→ **DIRECTION**
Extract every line of the material below word for word, omitting the pictures.

Object position labeling entries
--------
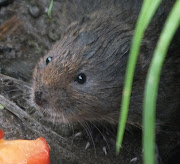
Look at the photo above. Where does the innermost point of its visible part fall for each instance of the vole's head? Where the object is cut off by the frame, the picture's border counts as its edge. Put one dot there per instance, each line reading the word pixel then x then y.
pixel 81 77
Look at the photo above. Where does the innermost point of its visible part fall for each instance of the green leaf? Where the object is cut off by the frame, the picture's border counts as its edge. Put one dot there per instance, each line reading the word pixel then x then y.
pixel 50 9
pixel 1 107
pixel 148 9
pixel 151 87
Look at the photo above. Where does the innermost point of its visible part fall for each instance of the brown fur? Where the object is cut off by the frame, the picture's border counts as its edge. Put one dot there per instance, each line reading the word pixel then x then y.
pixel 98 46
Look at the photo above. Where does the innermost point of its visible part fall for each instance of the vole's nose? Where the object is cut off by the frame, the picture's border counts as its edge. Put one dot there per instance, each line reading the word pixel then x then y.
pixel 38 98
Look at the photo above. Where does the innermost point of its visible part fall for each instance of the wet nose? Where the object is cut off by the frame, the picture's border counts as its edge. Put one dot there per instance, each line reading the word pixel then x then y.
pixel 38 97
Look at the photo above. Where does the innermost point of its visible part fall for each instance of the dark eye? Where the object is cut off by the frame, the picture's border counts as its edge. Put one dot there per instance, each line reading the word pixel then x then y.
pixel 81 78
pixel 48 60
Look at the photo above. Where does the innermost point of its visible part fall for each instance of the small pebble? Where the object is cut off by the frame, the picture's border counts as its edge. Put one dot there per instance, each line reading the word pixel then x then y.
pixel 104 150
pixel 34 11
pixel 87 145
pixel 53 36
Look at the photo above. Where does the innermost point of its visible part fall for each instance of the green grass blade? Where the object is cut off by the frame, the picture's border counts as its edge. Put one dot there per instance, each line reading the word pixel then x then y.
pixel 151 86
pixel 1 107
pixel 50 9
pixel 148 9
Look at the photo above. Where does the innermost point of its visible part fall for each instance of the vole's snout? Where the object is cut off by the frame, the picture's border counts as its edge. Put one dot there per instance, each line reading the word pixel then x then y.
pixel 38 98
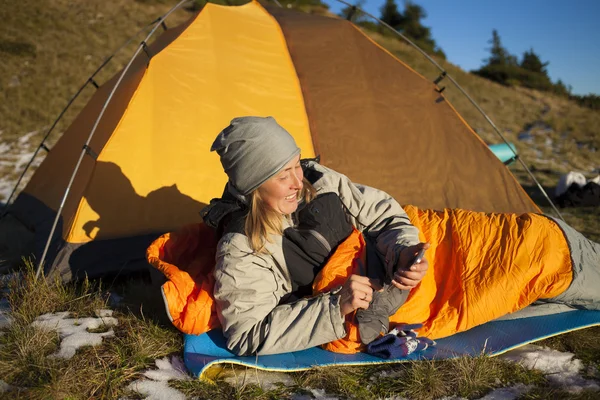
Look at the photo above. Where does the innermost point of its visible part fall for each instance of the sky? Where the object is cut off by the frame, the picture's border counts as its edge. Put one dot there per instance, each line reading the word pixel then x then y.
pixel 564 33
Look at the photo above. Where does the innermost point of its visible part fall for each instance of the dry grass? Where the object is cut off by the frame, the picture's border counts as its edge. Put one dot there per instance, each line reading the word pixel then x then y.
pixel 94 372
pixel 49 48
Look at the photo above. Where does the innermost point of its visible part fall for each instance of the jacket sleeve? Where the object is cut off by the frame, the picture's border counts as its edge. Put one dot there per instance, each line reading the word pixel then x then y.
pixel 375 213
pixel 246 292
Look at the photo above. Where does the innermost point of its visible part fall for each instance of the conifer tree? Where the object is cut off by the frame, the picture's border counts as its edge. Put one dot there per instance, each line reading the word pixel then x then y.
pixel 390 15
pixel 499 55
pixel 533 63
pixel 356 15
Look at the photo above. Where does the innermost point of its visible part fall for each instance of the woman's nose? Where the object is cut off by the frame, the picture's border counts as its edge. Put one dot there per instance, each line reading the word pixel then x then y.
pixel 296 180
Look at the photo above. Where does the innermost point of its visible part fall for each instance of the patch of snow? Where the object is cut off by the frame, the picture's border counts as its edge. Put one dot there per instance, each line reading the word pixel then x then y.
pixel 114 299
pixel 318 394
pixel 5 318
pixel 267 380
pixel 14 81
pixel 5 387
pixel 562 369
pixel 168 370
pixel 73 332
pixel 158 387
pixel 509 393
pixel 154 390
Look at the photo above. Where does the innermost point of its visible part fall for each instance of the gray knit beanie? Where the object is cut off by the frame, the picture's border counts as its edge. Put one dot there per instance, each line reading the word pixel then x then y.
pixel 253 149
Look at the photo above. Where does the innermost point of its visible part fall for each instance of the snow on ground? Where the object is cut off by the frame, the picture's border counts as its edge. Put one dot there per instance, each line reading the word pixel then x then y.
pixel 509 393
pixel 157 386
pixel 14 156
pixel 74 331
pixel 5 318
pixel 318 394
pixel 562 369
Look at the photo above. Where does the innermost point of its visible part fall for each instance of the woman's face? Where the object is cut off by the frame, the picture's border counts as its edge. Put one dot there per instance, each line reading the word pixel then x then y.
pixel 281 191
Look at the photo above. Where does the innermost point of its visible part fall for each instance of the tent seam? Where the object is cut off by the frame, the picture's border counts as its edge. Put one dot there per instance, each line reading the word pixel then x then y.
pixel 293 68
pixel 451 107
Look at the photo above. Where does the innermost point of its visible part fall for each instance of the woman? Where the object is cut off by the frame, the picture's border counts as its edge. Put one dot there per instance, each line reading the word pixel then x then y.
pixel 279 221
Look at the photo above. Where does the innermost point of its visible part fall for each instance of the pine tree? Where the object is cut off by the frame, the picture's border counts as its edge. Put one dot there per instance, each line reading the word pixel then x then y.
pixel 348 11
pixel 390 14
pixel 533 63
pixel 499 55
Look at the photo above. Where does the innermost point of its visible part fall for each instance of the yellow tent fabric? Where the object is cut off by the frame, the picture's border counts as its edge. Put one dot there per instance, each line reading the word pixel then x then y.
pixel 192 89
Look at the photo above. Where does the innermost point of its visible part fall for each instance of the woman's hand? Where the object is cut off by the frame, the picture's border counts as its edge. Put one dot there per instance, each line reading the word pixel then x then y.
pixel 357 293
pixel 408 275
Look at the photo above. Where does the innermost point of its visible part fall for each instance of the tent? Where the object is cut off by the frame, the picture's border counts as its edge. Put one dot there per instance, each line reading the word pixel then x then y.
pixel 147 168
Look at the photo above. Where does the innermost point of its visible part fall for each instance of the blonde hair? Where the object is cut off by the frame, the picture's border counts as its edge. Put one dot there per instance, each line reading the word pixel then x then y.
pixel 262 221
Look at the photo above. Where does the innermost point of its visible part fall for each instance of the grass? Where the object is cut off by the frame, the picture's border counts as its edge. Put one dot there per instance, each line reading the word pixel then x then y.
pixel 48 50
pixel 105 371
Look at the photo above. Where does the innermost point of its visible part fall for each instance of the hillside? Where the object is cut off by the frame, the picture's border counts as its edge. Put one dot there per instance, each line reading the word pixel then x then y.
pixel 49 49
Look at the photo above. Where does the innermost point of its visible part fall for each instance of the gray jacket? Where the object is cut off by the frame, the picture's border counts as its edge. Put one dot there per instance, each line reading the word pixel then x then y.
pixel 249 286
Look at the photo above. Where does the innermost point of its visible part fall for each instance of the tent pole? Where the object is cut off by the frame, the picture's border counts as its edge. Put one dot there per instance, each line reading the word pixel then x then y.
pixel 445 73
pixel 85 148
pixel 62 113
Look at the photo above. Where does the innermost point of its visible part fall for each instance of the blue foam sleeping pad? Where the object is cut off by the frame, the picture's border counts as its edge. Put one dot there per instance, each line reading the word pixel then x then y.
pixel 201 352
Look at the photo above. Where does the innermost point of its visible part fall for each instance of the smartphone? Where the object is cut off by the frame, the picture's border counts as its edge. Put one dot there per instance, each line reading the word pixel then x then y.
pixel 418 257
--------
→ **OUTPUT FOR THIS TASK**
Look at the photo above. Where does the innermost point of its visible part fall for each instance of the vole's head? Where the object is cut off by the frame, the picture's border counts as its edge. Put one dot there per instance, each line reading the word pixel then x then y.
pixel 81 77
Look at the photo above. Where does the innermost point of its visible part fall for each instance of the green leaf? Where the object is cut off by the frame, the picture's border counts as its edge. Put one dot there per instance, each line reading the word pixel then x then y.
pixel 50 9
pixel 1 107
pixel 148 9
pixel 151 87
Look at the photo above. Where does the innermost point of its visible part fall for each instance of the brown fur? Where the object is cut off by the frame, the picture's border counts as its edge. Put one dot there per instance, each line reading the word pixel then x then y.
pixel 98 46
Look at the photo above. Where does the innermost point of its visible part fall for each instance of the vole's nose? Where the object is cut off by the frame, the picture's border counts as its edge. Put one dot there per instance, each line reading the word pixel then x then y.
pixel 38 98
Look at the photo above. Where does the innermost point of its visible part fall for each instance of the wet nose? Where the object is cut off by the frame, the picture's border counts as its edge. Put one dot there per instance, each line reading the word pixel then x then y.
pixel 38 97
Look at the photo above. Where does the innermost point of its visible part fall for each instance of the dark eye? Where the object is cut off by the frame, the picture's border counts as its edge. Put one dot there per instance, each line reading the word pixel then x then y.
pixel 81 78
pixel 48 60
Look at the photo above. Where does the innermost point of its visible part fall for each instance of the small pebble? Where the object is cut off by the frame, the picture's border counts as its edge. Put one dot there per instance, each line reading the word pixel then x then y.
pixel 104 150
pixel 34 11
pixel 87 145
pixel 53 36
Look at the photo above. Where does the innermost point of its visible part fall for each instance of the green grass blade? Where the object is cut off by the frame, the picture's border counts as its edge. Put one dot there per instance, each line reading the word pixel then x then y.
pixel 151 86
pixel 1 107
pixel 50 9
pixel 148 9
Look at the photo above. Where does the innermost point of its visible part fall for each instance of the vole's snout? Where the object is cut off by the frame, the picture's border counts as its edge. Put one dot there per instance, each line reading the word pixel then x then y.
pixel 38 98
Look at the photo above. Where does the innermost point of its visible part fall for each instance of the sky? Where the object is cut off by the frame, the picture's border counts as its edge. Put one dot there per instance, each line reading the word pixel then x then y.
pixel 564 33
Look at the photo above. Where does the innermost point of its visible part fall for each instance of the dry grass? Where the object is cut off by the frame, the picture's border counts as its edge. Put one dot there per instance, each line reading the word pixel then x then y.
pixel 94 372
pixel 49 48
Look at the photo above. Where does the innermost point of its visible part fall for each instance of the jacket sleeve? Where the object is cut off by the frame, the picture's border counts as its edge. Put one dot there per instance, each line reading the word pixel then x then y.
pixel 375 213
pixel 246 292
Look at the photo above. Where does the innermost point of its visible part fall for each instance of the conifer tree? Where the object is cut off by the frame, the picture's border counts as its edge. Put one dot there per instance, each line reading the word pixel then x then y.
pixel 390 15
pixel 499 55
pixel 533 63
pixel 356 15
Look at the photo above. Where does the innermost point of its visible part fall for each instance of the woman's nose? Where the object is cut off by the frame, the picture's border counts as its edge. Put one dot there per instance, each line reading the word pixel then x then y.
pixel 296 180
Look at the photo above. Where does the innermost point of its visible part fall for each instance of the patch of snow? Where the object is cut off by the frame, the picture's border counts as its edge. Put one dot there per instance, each line reading the word pixel then x then y.
pixel 114 299
pixel 318 394
pixel 5 318
pixel 267 380
pixel 14 81
pixel 5 387
pixel 562 369
pixel 168 370
pixel 73 332
pixel 158 387
pixel 509 393
pixel 154 390
Look at the photo above. Where does the innermost point of its visible part fall for each instance of the gray knit beanie? Where the object is cut off by the frame, the picture's border counts as its edge. Put one dot there per instance, each line reading the word pixel then x then y.
pixel 253 149
Look at the photo above. Where does the innermost point of its visible part fall for each instance of the snow on ground? Where the object is cut off by the frame, the picture's border counts as its edge. Put one dot there per instance, each line reading the word pixel then x then y.
pixel 509 393
pixel 157 386
pixel 14 156
pixel 74 331
pixel 5 318
pixel 318 394
pixel 562 369
Look at the photo above. Where does the innermost point of its visible part fall for each instance of the woman's face? Where the object is cut off by the frame, the picture's border counts as its edge. Put one dot there per instance, each line reading the word pixel then x then y.
pixel 281 191
Look at the photo above. Where does the innermost point of its visible part fall for each instance of the tent seam? Where the object is cut off by the frame, the picture's border counts as its edge. Put one dot there per instance, each line reading the word pixel then x then y.
pixel 293 68
pixel 451 107
Look at the photo above. Where does the innermost point of its visible part fall for each instance of the woman? Where the object is cut off by the frame, the picture's border counts as its edge. Put one dot there per instance, each line reading the word pixel then x then y.
pixel 279 221
Look at the photo above. Where does the innermost point of its visible part fall for each instance of the pine tree? Where the object is cut off by the frame, the picture's border counts as its edge. Put one dot there per instance, each line reading the word pixel then x then y.
pixel 348 11
pixel 390 14
pixel 533 63
pixel 499 55
Look at the photo above. Where does the innermost point of its visible part fall for each instance of the yellow tent fabric? Where the object is cut off by the frame, the picture's border counts as its edge. Put one dot there per instance, each line reading the word pixel then x then y.
pixel 192 89
Look at the photo above. Where does the innermost point of its visible part fall for each instance of the woman's hand? Where the object is cut off by the frame, the picture's border counts as its edge. Put one dot there per instance, each line reading the word pixel then x then y.
pixel 357 293
pixel 408 275
Look at the photo above. Where does the innermost point of its visible part fall for each instance of the tent? Where the object is cut off by the frame, the picture's border counts as its edge. Put one dot there per instance, each line reading the word pixel then x then y.
pixel 147 168
Look at the photo above. Where does the innermost point of its visible part fall for each instance of the blonde hair? Where the object is cut off by the frame, the picture's border counts as its edge. Put one dot there per instance, each line reading the word pixel then x then y.
pixel 262 221
Look at the photo above. Where does the innermost point of its visible part fall for each instance of the grass? Where the object is cut off by the frame, the picture's border counts as its edge. Put one dot there per instance, each line reading the word pixel then x then y.
pixel 48 50
pixel 105 371
Look at the photo above. Where does the innermost point of its visible part fall for each instance of the hillside? Where the object is cut off by the frame, the picture's border counts as its edge. Put one dot there per instance, each line reading the word pixel then x then y.
pixel 49 49
Look at the photo above. Where does the innermost point of its visible part fall for each instance of the gray jacket? Where the object is cut off by the frame, the picture's border counts as its edge. Put one dot there per instance, each line reading the word pixel then x then y.
pixel 249 286
Look at the photo above. Where does the innermost point of its visible part fall for each instance of the tent pole? Where the object is cut off by the frame, the picture's border counts as its edge. Put one dot there per instance, each line reading the word pixel then x then y.
pixel 445 73
pixel 85 148
pixel 62 113
Look at the photo above. Where does the innermost point of its visible part fall for each instance of the blue foam sleeping pad? Where the object is cut off by the frame, the picture's border counts as its edge. Put one dot there per instance, each line reading the word pixel then x then y.
pixel 201 352
Look at the photo above. Where does the innermost point of its visible part fall for each instance of the smartphone? Where the object is cut off by the frame, the picture's border counts as its edge. Put one dot there per instance, each line reading the word pixel then x then y.
pixel 418 257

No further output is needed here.